__PROMPT__.
Continue the article about Florent Pagny's album Abracadabra, starting right after its final sentence.

__SELECTED EXCERPT__.
Studio album by Florent Pagny
- Released: April 18, 2006
- Genre: Pop
- Label: Mercury
- Producer: Erik Fostinelli, Alexandra Cubizolles

Florent Pagny chronology
| Baryton – L'intégrale du spectacle (2005) | Abracadabra (2006) | Pagny chante Brel (2007) |

Singles from Abracadabra
- "Là où je t'emmènerai" Released: June 2006;

= Abracadabra (Florent Pagny album) =

Abracadabra is a 2006 album recorded by French singer Florent Pagny. It was his tenth studio album and was on April 18, 2006. It achieved huge success in France and Belgium (Wallonia) where it remained charted respectively for 66 and 22 weeks, including a peak at #2. It provided a sole hit single, "Là où je t'emmènerai" (#4 in France, #7 in Belgium, #39 in Switzerland). There is also an edition including a DVD released on November 13, 2006, under Universal Music label.

__EXTRACTED RECORDS__.

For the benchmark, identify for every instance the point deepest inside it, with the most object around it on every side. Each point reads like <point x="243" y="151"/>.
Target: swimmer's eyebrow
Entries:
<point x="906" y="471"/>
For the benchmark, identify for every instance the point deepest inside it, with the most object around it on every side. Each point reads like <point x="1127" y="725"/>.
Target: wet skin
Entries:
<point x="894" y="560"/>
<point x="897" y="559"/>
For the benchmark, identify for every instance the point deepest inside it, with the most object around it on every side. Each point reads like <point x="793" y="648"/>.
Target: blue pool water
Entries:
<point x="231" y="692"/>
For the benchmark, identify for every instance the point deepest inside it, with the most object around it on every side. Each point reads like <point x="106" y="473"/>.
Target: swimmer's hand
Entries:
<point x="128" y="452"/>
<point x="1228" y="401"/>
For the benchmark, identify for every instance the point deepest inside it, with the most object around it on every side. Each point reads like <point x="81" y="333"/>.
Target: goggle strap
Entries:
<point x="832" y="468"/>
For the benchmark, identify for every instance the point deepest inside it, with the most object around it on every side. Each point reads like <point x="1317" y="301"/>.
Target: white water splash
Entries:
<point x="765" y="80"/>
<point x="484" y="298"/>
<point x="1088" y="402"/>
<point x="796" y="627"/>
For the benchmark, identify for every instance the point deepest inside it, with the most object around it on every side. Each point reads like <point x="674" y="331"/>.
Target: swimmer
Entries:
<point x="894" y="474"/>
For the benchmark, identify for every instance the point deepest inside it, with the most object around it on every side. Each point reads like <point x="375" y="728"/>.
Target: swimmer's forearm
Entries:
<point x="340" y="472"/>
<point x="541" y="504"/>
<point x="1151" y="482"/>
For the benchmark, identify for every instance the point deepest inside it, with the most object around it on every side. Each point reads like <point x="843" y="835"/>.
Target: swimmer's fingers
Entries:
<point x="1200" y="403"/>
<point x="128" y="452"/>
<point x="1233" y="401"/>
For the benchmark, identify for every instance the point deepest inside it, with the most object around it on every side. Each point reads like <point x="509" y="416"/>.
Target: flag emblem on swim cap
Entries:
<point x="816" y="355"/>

__WRITTEN REPLY__.
==Track listing==
- CD
1. "Le Mur" (Daran, Fostinelli, Lebert) — 4:26
2. "Je suis" (Cosso, Daran, Fostinelli, Janois, Rousseau) — 3:52
3. "Là où je t'emmènerai" (Daran, Vga) — 4:05
4. "Comme l'eau se souvient" (Haroche, Manset) — 3:21
5. "Désolé" (Cahen, Daran, Fostinelli, Grillet) — 3:02
6. "Ça change un homme" (Darren, Miossec) — 3:39
7. "Vivons la paix" (Alhister, Daran, Fostinelli, Puccino, Ricour) (duet with Marie-Pascale Giunta) — 4:25
8. "J'ai beau vouloir" (Cosso, Daran) — 4:24
9. "Abracadabra" (Alhister, Cosso, Ricour) — 2:46
10. "Envers et contre moi" (Daran, Fostinelli, Hébrand, Janois, Tarlay) — 5:26
11. "À tout peser à bien choisir" (Guirao, Léopold, Soulier) — 5:49

- DVD
Bonuses

Source : Allmusic.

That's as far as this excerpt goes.